◆ Requirement 1
Decide whether each statement agrees with the year-end tax tips. Answer yes or no, and quote the words from the tips that settle it.
(a) A cash-basis business can deduct employee bonuses in a year only if the bonuses were actually paid by the end of that year.
(b) A business must show proof of legal action before writing off an accounts-receivable balance.
(c) The timing rule for a 2007 retirement plan contribution applies only to accrual-basis taxpayers.
◆ Requirement 2
Answer these questions from the year-end tax tips, one line each.
(a) For a business with a Dec. 31 year end, by what date must accrued bonuses be paid?
(b) Until when can a contribution to a retirement plan be made for 2007?
(c) In which tax year does a cash-basis taxpayer who reimburses themself in 2008 take the deduction?
◆ Requirement 3
Continue the year-end tax tips, starting after their last sentence.

Review Personal Expenditures: Review all of your personal expenditures to determine whether any of them qualify as employee- or employment-related business expenses. If you have spent your personal funds on behalf of the business, you may have the business reimburse you. If you are an accrual-basis taxpayer, your right to reimbursement may be accrued as an expense for 2007. If you are a cash-basis taxpayer, you can reimburse yourself in 2008 and take a deduction in the 2008 tax year.

Book year-end employee bonuses: If your business operates on the accrual basis of accounting, you may accrue year-end bonuses to be paid to your employees. Doing so, your business will get a deduction for the bonuses in 2007 even though your employees are not paid until 2008. Keep in mind, the accrued bonuses must be paid two-and-a-half months after year end (March 15 in the case of a business with a Dec. 31 year end). If you operate on a cash basis of accounting, the bonuses must have actually been paid by the end of the year to be deducted in that year.

Consider a retirement plan contribution: If you sponsor a retirement plan, such as a pension or profit sharing plan, you can make a contribution for 2007 any time up until the time that you file your 2007 corporate income tax return. This is true whether you are a cash-basis taxpayer or an accrual-basis taxpayer. Many employers decide on the amount of their profit sharing plan contribution after they have calculated their pre-tax profit. The plan contribution will reduce that free-tax profit, perhaps down to zero.

Confirm year-end write-offs: Businesses using the accrual method of accounting are able to deduct bad debts. A business that utilizes the accrual method of accounting recognizes income when a sale is made, not when cash is collected. Therefore accounts receivable on their balance sheet that can potentially go uncollected. The key to writing off and subsequently deducting the write off of an accounts-receivable balance for tax purposes hinges on when the account becomes worthless. Proof of legal action is not required. However, you must show that you have tried to collect the debt and that future payments are unlikely.

◆ Exercise data
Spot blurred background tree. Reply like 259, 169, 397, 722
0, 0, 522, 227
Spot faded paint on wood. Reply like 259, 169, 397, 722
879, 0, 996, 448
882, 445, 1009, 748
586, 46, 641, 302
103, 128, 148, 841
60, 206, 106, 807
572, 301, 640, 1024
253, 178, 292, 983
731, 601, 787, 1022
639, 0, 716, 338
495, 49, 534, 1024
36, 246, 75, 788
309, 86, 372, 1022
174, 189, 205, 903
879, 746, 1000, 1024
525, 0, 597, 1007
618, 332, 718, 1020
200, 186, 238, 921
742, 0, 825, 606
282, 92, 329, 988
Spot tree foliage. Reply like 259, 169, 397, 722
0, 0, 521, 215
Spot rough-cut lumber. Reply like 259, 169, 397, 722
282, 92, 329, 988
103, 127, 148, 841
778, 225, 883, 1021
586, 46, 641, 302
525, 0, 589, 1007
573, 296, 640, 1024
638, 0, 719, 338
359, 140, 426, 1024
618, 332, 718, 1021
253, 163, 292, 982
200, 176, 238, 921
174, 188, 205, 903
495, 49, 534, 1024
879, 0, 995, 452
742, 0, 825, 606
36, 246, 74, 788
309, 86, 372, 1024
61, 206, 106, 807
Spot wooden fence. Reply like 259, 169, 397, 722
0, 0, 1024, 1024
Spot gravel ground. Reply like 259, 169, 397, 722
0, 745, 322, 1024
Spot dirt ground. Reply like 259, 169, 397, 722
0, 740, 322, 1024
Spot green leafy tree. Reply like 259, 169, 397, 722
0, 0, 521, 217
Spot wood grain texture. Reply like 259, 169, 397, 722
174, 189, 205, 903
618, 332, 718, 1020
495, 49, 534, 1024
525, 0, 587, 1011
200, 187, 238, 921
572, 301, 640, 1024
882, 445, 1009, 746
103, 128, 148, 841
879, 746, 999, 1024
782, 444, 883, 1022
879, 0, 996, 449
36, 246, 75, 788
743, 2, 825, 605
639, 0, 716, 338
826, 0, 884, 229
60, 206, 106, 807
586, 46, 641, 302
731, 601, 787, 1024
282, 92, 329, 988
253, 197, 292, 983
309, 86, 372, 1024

◆ Exercise response 1
(a) Yes: "If you operate on a cash basis of accounting, the bonuses must have actually been paid by the end of the year to be deducted in that year."
(b) No: "Proof of legal action is not required."
(c) No: "This is true whether you are a cash-basis taxpayer or an accrual-basis taxpayer."

◆ Exercise response 2
(a) March 15
(b) Any time up until the 2007 corporate income tax return is filed
(c) The 2008 tax year

◆ Exercise response 3
Businesses on the cash basis do not book income until cash is collected and therefore cash-basis businesses will not have accounts receivable balances on their balance sheets. Because the cash-basis businesses do not recognize income until it is received, no tax deduction may be claimed when an account is deemed worthless due to the fact that no income for that transaction has been previously booked.

If an accrual-basis business writes off a bad debt then later receives payment on that debt, the income must be recognized when the payment is received.

Verify that all accounts deemed worthless at year-end were written off in 2007. 

Section 179 depreciation: Although fixed assets must generally be depreciated, businesses can take advantage of the Section 179 deduction. This allows a business (or self-employed individual) to deduct the full amount of such purchases in the year of purchase. Consult with your CPA about Section 179 limitations as generally restrictions on asset type and total deductions change yearly.

Ask your accountant about Subchapter S Status: As you are reviewing your 2007 taxes, it is a good time to consider whether your corporation should elect Subchapter S status. Subchapter S allows a corporation to be taxed as a sole proprietor or partnership. In certain circumstances, this can provide the business owner with some tax advantages. For example, an S corporation can pay you a portion of your profits as an S corporation distribution, which is not considered compensation and is therefore not subject to the 2.9% Medicare tax. However, whether to change to or from Subchapter S status is a complicated issue. Be sure to consult with a professional tax advisor.

These points will apply differently to each business owner's situation and accounting method. Take the time to review the best strategy with a professional advisor and make the most of the year-end tax planning for your small business.

Mike Coyne, founding partner of the Cleveland-based law firm Waldheger Coyne, contributed to this article.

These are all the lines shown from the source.